_Exercise:_
Pick each line that has "asphalt" out of the records.

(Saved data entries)

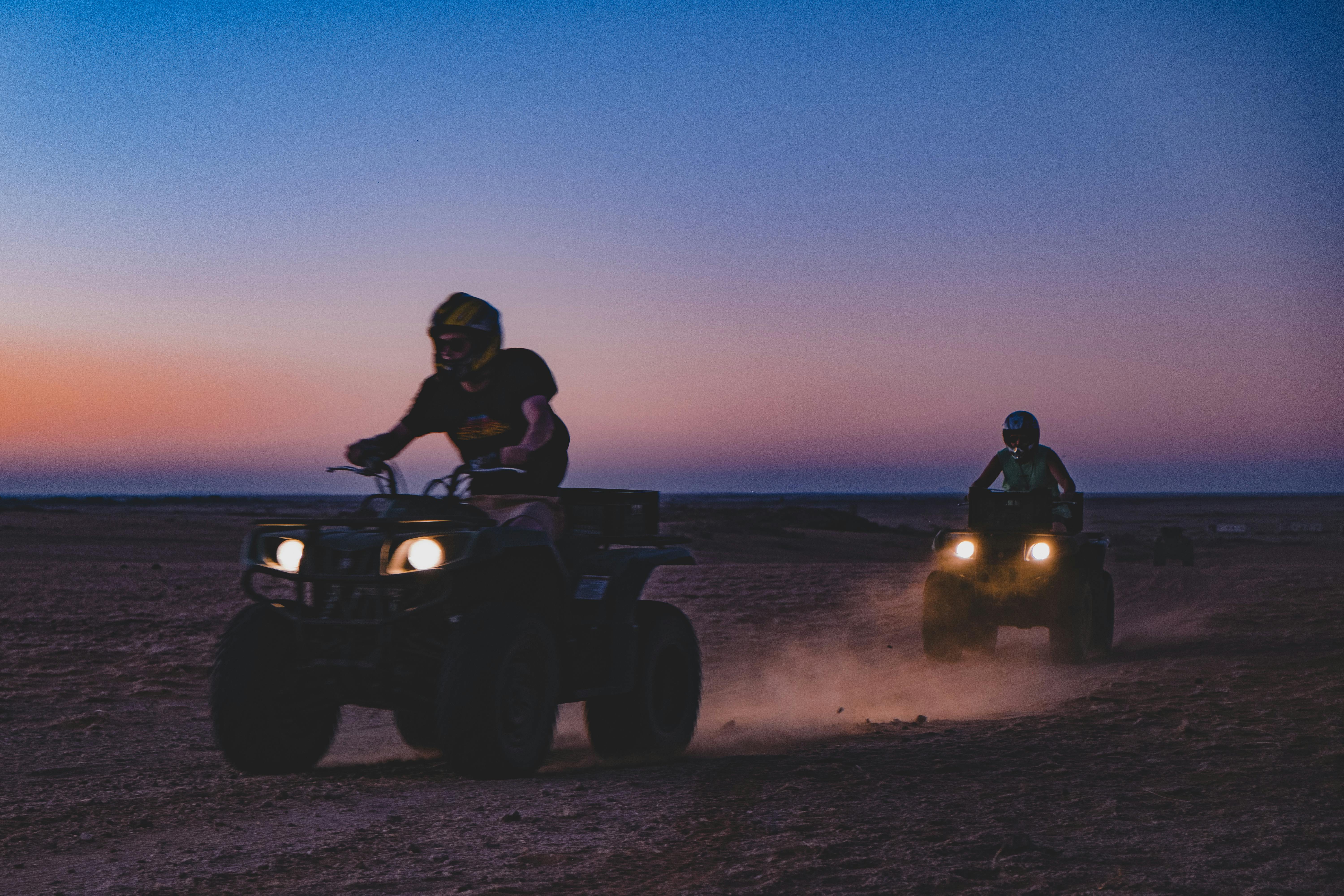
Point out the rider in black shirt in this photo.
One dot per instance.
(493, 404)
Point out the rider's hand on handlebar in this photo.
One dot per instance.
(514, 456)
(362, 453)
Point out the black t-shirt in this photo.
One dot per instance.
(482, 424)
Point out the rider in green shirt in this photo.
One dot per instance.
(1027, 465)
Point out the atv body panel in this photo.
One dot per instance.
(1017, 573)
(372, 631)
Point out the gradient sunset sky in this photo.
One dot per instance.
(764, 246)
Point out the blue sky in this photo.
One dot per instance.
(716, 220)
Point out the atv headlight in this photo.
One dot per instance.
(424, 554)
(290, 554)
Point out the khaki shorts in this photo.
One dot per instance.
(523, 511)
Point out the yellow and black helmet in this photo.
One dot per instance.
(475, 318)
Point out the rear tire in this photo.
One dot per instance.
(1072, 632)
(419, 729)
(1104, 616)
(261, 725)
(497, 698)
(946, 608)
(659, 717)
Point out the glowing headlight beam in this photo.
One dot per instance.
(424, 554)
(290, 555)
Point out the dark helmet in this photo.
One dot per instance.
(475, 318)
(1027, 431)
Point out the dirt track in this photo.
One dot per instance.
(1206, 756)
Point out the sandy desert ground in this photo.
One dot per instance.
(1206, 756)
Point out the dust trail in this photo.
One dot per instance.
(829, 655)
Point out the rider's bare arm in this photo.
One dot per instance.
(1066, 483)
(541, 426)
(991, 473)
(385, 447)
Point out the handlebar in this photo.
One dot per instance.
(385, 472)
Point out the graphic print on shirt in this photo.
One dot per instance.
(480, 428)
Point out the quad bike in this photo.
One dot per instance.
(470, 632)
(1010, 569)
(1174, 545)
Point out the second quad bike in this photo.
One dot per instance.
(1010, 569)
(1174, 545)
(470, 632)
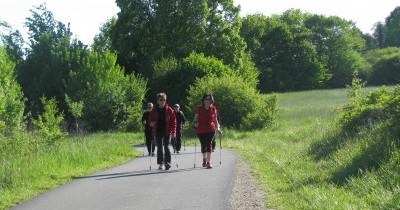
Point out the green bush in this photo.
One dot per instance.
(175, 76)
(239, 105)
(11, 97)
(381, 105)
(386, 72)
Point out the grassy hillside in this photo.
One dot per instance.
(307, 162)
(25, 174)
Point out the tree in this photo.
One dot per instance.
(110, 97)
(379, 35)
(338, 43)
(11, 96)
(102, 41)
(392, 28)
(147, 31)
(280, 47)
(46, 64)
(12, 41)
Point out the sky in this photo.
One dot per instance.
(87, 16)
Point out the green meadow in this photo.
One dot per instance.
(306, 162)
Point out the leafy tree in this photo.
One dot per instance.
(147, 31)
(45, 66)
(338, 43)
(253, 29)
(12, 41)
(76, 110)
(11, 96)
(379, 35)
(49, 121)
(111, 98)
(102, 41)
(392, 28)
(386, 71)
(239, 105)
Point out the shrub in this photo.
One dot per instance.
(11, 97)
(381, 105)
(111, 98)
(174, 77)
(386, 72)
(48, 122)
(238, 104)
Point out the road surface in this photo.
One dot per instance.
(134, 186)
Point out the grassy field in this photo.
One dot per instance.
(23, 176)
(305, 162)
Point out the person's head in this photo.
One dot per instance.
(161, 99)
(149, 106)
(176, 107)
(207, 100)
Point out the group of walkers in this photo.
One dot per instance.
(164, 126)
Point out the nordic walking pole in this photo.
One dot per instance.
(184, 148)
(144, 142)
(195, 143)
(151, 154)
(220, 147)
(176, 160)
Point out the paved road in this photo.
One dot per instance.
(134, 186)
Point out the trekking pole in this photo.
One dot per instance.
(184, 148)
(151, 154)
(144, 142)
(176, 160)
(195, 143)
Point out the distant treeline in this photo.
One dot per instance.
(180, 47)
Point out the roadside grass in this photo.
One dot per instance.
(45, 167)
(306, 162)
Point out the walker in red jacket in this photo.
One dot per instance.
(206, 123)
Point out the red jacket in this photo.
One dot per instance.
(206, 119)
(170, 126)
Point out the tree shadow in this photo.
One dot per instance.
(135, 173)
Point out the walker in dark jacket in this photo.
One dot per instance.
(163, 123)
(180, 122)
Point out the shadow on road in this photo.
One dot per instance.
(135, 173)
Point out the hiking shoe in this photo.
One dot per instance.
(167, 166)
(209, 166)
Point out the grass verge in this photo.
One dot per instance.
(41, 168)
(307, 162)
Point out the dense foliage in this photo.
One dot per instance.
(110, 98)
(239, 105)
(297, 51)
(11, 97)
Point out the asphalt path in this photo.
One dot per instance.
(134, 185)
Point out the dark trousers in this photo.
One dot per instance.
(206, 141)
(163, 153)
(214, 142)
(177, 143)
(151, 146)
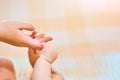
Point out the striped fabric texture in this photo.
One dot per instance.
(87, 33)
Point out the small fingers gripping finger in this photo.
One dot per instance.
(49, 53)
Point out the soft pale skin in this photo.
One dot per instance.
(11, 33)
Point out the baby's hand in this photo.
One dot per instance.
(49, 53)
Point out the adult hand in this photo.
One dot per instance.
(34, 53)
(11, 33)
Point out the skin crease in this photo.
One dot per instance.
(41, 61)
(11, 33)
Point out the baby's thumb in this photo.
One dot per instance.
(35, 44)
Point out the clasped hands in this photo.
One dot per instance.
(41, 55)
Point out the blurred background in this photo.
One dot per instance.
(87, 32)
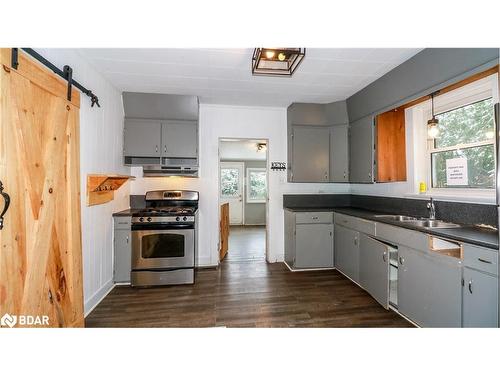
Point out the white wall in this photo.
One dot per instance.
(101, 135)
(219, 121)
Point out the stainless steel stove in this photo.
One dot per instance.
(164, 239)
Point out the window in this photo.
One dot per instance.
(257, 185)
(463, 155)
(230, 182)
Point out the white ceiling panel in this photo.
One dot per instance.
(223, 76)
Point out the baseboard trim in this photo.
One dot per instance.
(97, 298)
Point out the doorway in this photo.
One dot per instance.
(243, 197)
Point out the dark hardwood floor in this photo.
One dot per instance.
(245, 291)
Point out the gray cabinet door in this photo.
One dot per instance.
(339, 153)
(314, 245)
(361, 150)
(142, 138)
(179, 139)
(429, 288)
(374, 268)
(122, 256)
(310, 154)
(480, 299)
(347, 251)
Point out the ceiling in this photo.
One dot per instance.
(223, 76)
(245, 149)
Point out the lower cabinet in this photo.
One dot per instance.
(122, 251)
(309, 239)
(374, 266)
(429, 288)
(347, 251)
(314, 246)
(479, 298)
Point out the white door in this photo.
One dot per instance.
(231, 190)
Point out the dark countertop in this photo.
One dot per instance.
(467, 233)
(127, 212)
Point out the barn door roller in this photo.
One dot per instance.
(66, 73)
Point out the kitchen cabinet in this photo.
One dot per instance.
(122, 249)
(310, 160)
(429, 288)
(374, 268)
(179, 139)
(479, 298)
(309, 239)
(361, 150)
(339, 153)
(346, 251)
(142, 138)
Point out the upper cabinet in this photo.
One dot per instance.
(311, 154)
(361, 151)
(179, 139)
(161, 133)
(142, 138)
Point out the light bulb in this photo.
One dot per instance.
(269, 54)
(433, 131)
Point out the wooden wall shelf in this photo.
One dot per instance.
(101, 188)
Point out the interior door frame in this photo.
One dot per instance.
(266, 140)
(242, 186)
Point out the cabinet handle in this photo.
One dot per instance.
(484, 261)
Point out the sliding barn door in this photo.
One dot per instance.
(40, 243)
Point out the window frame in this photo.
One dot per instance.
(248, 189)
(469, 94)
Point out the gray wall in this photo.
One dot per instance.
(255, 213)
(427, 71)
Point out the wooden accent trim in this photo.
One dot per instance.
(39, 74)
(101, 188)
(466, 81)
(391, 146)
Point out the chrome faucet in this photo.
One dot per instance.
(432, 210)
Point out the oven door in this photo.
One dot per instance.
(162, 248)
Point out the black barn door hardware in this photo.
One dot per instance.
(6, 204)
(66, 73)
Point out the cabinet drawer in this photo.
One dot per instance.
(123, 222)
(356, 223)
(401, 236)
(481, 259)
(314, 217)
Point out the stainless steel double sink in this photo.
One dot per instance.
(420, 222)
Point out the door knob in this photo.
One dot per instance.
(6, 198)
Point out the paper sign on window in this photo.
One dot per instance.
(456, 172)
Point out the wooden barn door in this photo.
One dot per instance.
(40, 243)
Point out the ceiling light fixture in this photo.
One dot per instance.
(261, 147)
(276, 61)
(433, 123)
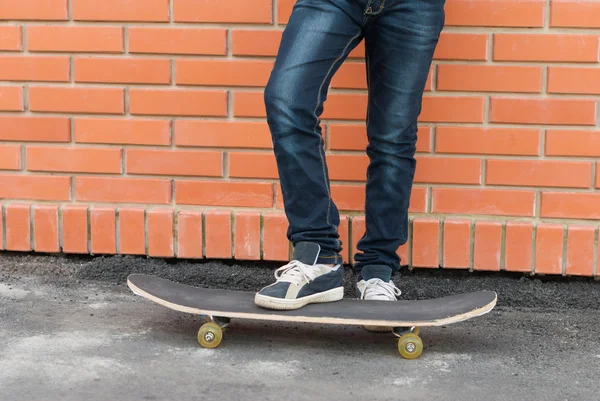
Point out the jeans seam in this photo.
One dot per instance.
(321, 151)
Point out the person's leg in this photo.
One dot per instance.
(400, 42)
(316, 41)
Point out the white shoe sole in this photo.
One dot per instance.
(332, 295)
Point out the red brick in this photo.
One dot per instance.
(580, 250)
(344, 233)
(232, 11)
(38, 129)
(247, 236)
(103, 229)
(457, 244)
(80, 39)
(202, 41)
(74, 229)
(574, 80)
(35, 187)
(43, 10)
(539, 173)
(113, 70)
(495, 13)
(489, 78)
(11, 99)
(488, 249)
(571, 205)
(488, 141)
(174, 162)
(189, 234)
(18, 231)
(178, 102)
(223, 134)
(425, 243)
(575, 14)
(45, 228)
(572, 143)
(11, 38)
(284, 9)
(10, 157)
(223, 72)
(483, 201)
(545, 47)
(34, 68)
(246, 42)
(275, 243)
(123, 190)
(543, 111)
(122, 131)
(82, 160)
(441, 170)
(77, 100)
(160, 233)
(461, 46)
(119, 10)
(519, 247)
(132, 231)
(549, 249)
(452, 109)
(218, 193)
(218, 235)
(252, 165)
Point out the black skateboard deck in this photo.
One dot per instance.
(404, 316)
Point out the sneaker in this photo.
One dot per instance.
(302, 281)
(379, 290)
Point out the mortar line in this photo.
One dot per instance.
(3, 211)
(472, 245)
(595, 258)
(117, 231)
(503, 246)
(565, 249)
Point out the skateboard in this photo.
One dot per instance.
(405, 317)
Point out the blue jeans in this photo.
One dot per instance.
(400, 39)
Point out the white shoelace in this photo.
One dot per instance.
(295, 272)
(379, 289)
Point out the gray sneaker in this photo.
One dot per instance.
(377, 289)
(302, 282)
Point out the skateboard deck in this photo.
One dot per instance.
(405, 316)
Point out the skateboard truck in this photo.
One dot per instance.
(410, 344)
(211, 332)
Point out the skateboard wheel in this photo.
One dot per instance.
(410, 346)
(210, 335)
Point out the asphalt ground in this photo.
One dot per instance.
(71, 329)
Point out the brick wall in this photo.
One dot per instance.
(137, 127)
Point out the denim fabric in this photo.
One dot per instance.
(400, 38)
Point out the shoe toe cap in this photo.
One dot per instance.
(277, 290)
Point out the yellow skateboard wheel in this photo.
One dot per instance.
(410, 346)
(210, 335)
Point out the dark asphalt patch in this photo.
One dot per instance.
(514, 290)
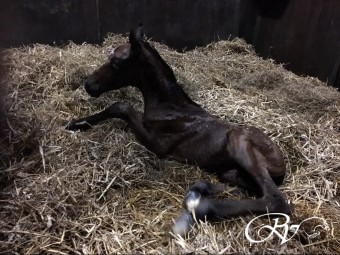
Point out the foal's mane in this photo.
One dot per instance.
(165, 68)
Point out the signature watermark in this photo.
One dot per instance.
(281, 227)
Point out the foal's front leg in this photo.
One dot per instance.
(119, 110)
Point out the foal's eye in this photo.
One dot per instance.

_Response area:_
Point out the asphalt path in this photo.
Point out the asphalt ground in this photo.
Point out the dark asphalt patch in this photo.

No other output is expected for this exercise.